Description of the task :: Recast the records as a two-column CSV with the headers text and answer. Begin at the first line of the records and stop after the line that contains "top-left (470, 464), bottom-right (483, 489)". Give one row per record, placing the record's text in one quoted field and its answer in another, with every line break turned into a space.

Provided data ::

● ● ● ● ● ● ●

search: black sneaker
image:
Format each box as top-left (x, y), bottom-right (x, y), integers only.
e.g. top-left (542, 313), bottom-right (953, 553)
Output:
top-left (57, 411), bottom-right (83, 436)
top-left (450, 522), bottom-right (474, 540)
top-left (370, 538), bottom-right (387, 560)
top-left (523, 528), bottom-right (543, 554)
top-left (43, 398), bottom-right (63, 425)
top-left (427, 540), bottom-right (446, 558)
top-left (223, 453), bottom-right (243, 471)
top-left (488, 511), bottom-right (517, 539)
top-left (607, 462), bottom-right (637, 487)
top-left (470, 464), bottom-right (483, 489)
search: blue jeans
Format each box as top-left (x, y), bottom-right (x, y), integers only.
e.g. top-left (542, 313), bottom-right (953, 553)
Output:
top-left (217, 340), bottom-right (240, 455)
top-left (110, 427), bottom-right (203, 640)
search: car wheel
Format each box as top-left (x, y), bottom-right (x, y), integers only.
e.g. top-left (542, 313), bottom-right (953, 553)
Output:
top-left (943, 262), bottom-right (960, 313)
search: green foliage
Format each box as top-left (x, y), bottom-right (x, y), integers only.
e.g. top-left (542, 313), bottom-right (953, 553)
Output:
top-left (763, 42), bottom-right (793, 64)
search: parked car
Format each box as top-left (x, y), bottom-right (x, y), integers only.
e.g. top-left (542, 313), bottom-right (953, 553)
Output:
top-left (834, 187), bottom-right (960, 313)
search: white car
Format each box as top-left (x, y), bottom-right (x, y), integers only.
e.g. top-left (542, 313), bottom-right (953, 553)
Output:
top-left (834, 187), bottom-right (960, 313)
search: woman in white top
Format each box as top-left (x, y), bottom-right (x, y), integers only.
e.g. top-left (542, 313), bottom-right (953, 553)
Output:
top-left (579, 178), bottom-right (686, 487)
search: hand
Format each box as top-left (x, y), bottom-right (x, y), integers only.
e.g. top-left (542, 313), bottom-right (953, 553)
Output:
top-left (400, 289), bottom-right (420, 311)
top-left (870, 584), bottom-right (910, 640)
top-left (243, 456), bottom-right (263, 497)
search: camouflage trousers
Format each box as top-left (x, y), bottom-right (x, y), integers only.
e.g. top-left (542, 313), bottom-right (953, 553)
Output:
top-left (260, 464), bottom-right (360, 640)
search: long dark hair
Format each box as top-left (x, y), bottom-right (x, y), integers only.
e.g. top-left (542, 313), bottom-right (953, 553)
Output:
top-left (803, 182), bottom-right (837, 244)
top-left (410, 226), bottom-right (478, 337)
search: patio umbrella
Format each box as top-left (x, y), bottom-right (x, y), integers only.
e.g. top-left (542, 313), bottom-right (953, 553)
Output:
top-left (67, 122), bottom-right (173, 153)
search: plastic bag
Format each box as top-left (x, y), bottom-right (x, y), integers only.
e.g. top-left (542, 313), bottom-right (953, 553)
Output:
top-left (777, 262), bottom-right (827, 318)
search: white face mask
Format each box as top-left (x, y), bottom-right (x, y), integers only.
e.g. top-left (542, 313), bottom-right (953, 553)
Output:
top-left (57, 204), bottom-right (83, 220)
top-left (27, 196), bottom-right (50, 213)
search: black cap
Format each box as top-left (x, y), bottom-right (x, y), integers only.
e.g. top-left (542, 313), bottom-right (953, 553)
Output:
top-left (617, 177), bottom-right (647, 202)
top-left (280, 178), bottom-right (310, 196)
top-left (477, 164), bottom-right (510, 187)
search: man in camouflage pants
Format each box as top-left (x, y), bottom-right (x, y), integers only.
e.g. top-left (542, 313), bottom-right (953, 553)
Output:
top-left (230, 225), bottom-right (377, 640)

● ● ● ● ● ● ●

Task output ::
text,answer
"search: black sneaker image: Format each box as top-left (x, y), bottom-right (x, y), integers only. e.g. top-left (542, 313), bottom-right (953, 553) Output:","top-left (57, 411), bottom-right (83, 436) top-left (450, 522), bottom-right (474, 540) top-left (370, 538), bottom-right (387, 560) top-left (523, 528), bottom-right (543, 554) top-left (43, 398), bottom-right (63, 425) top-left (427, 540), bottom-right (446, 558) top-left (223, 453), bottom-right (243, 471) top-left (488, 511), bottom-right (517, 539) top-left (607, 462), bottom-right (637, 487) top-left (470, 464), bottom-right (483, 489)"